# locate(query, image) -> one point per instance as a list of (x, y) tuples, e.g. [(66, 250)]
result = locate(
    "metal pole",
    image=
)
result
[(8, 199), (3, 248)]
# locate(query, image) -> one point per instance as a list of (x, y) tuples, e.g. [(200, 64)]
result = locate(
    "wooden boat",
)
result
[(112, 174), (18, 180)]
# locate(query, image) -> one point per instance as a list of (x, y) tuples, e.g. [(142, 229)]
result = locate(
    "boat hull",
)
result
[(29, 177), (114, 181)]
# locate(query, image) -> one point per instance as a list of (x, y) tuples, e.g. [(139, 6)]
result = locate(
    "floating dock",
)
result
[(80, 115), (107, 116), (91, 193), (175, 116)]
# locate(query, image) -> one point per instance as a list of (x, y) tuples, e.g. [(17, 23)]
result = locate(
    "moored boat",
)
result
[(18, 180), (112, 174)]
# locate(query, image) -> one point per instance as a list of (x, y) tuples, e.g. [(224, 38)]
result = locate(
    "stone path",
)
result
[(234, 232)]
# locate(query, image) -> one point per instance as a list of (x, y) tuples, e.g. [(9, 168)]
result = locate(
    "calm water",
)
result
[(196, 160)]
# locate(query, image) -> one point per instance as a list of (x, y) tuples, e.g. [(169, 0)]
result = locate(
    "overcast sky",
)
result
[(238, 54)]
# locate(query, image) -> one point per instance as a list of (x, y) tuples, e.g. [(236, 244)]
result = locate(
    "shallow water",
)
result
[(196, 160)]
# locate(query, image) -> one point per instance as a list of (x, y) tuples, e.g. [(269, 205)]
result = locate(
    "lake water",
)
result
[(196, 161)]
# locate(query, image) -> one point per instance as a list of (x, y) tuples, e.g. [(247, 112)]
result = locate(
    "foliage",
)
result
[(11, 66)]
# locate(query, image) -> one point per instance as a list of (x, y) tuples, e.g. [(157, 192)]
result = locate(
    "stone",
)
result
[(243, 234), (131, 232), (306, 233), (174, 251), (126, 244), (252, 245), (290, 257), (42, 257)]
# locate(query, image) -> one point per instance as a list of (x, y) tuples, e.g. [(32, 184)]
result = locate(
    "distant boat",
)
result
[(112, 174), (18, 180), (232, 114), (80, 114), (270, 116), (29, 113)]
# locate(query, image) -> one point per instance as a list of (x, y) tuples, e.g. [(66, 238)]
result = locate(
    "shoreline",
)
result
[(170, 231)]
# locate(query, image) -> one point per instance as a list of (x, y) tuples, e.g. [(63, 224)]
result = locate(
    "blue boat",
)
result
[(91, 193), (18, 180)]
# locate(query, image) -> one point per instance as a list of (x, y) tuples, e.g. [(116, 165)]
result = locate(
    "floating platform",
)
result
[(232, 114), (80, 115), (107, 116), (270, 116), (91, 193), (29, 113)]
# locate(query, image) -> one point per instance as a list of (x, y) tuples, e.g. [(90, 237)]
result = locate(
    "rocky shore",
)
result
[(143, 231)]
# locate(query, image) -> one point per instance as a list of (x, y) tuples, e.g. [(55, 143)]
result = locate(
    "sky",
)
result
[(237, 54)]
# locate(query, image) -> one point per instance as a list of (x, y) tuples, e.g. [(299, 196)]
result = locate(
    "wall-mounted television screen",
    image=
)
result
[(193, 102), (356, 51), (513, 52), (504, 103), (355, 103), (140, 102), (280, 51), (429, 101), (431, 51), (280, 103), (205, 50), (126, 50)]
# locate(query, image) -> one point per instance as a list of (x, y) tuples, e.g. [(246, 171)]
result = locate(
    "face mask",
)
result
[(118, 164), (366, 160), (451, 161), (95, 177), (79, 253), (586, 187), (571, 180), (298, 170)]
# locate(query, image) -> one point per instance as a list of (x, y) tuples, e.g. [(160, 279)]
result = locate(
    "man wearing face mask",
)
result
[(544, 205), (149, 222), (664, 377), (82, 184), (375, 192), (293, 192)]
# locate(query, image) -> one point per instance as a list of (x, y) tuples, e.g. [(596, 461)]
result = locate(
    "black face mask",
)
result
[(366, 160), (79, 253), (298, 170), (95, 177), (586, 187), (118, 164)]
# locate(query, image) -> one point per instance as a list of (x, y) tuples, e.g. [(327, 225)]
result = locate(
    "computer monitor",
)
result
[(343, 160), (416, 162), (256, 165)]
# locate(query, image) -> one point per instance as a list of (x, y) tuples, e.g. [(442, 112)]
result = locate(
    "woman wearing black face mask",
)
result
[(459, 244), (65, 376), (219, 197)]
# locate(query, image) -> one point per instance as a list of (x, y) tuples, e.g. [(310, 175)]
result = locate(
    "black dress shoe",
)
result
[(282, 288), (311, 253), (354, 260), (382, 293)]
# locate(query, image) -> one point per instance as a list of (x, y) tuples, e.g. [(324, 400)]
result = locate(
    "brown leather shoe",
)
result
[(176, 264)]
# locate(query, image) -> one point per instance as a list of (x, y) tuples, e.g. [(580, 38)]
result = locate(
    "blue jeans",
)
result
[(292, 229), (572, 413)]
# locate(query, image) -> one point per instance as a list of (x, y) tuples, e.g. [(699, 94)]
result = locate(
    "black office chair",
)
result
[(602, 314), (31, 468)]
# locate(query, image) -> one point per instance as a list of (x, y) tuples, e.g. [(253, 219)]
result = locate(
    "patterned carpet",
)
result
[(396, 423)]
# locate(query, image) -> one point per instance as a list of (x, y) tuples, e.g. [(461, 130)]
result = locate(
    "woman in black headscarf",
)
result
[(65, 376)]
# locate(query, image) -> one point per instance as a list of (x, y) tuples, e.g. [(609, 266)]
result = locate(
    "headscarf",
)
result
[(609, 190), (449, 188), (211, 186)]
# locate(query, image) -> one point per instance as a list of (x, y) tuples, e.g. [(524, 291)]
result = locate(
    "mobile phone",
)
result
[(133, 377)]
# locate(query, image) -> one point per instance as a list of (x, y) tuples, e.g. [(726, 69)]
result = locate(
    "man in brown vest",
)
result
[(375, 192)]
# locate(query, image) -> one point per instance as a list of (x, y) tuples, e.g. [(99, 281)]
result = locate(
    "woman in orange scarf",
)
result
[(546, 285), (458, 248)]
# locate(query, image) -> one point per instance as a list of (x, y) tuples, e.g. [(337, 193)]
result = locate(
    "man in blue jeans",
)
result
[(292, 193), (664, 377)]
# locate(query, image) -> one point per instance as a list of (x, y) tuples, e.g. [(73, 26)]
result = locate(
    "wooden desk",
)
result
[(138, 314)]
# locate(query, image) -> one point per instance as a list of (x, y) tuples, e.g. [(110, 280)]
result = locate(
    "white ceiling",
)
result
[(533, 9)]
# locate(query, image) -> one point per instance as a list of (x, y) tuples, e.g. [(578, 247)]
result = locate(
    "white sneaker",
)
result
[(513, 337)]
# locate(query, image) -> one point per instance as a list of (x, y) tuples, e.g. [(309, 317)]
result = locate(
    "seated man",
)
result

§ DESCRIPTION OF THE TASK: Reproduce the items from the line holding "e.g. [(580, 38)]" through the line holding "[(546, 285), (458, 248)]", inclusive, swapping "mobile phone" for "smartphone" and leaving everything else unchanged.

§ SOLVED PROBLEM:
# locate(query, image) -> one point per instance as a list of (x, y) tuples, e.g. [(580, 38)]
result = locate(
    "blue jeans",
)
result
[(292, 229), (572, 413)]
# locate(query, image) -> one point per instance as a list of (x, y) tuples, e.g. [(699, 94)]
result = locate(
    "black office chair",
)
result
[(602, 314), (31, 468)]
# locate(query, image) -> one point per instance as a list of (x, y) tuples, e.g. [(253, 219)]
result = locate(
    "patterned carpet",
)
result
[(396, 423)]
# locate(query, image) -> one point per instance as a list of (x, y) tuples, e.g. [(461, 130)]
result = locate(
    "woman in black headscarf",
)
result
[(65, 376)]
# locate(query, image) -> one point per instance as a list of (x, y) tuples, e.g. [(609, 266)]
result = locate(
    "headscarf",
)
result
[(609, 190), (449, 188), (211, 186)]
# locate(query, image) -> one point per instance as a list of (x, y) tuples, e.g. [(524, 291)]
result = locate(
    "smartphone",
)
result
[(133, 377)]
# locate(query, image) -> one point per instance as a list of (x, y) tuples, e.g. [(726, 69)]
result = locate(
    "man in brown vest",
)
result
[(375, 192)]
# locate(query, image) -> one point per instance as a list of (x, y) tuples, e.g. [(99, 281)]
result = locate(
    "woman in orange scarf",
)
result
[(546, 285), (458, 248)]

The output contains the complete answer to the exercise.